Given text:
Wednesday, May 29, 2019

Vogue Fem Fail: Niggas Not Ready





I thought you'd get a laugh out of a tweet from Williams College student Quess Green '20, posting as @hotboyqueso, who is on leave this semester reportedly making up for failed classes. Green attempted to educate the students in his community college in his Afro Latino history class by sharing his Vogue Fem dance moves. You can see the video by clicking the link below if he still has it up.

For my Afro Latino history class, we had to share a project that displayed a creative outlet & I decided to vogue..the niggas in the room were not ready.

While the women in Quess's class seem appreciative, the men in the class are rightly laughing out loud at his antics.

I suppose Quess Green '20 is best known at Williams College for his role as a performer at the Williams College Museum of Art during the opening of the exhibition "possible selves: queer foto vernaculars" in December 13, 2018.



As a junior at Williams, Quess Green is majoring in American Studies with a concentration in Africana & Latinx Studies. He is the head choreographer of NBC, the campus hiphop group and a member of Sankofa Step Team.

When I resigned from Williams College in the late 1980s, I remember that Madonna was extremely popular, perhaps at the peak of her fame. Her iconic song, Vogue, came out the year after I left.

Supplied material:
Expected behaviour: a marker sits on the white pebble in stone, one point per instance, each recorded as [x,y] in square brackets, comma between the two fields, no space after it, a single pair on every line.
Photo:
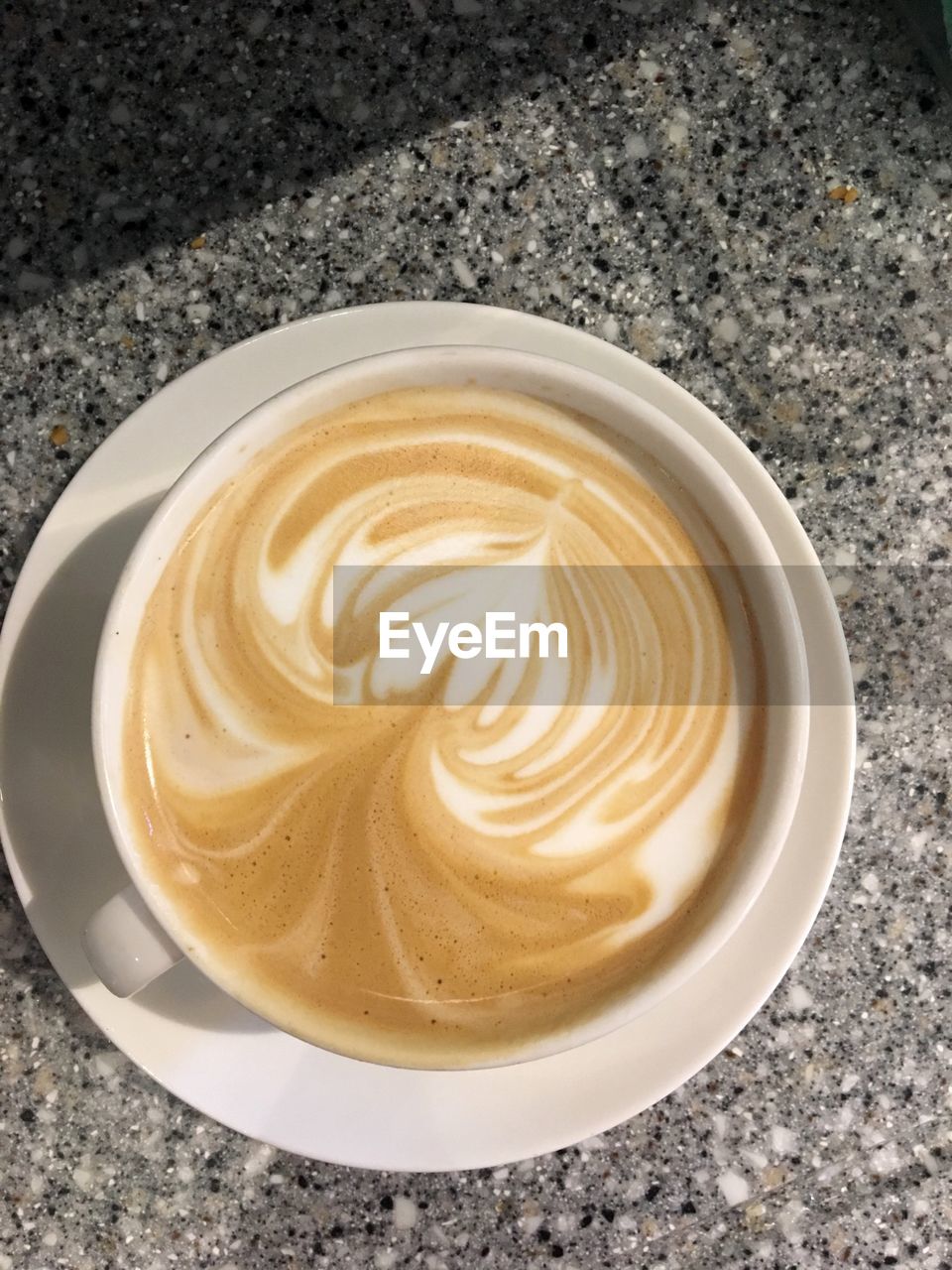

Stated problem:
Extract the passage of the blog post from "I thought you'd" to "still has it up.". The data has no connection to the blog post.

Full answer:
I thought you'd get a laugh out of a tweet from Williams College student Quess Green '20, posting as @hotboyqueso, who is on leave this semester reportedly making up for failed classes. Green attempted to educate the students in his community college in his Afro Latino history class by sharing his Vogue Fem dance moves. You can see the video by clicking the link below if he still has it up.